● **Requirement**
Return, unchanged, each line of the data below that contains the word "second".

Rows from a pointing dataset
========================================

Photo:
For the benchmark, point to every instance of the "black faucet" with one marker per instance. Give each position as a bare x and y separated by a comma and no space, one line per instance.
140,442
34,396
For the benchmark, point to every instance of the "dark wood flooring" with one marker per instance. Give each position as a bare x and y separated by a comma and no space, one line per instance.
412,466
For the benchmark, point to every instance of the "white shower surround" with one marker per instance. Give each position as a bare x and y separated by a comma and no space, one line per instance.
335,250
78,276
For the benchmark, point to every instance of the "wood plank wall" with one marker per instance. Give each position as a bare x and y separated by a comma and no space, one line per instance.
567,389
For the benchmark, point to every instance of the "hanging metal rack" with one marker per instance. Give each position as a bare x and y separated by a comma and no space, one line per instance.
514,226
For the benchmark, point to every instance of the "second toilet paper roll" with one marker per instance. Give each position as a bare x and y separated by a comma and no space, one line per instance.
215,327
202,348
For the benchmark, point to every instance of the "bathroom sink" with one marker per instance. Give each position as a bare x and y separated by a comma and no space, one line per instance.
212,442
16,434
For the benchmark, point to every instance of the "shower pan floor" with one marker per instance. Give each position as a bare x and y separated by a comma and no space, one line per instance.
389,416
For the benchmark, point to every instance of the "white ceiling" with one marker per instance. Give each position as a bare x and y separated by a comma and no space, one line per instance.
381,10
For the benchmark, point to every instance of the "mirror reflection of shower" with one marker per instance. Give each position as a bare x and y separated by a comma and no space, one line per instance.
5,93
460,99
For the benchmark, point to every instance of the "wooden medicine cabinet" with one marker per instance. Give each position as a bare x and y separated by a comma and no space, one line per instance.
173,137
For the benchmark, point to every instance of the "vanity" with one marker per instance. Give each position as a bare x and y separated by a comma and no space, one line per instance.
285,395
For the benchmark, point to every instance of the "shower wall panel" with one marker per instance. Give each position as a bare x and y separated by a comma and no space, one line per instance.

========================================

● **Solution below**
For the benchmark, point to every instance of the "second toilet paper roll" with one marker per instance. Give each position as a bare x and y separated by a comma and no space, one line per instance.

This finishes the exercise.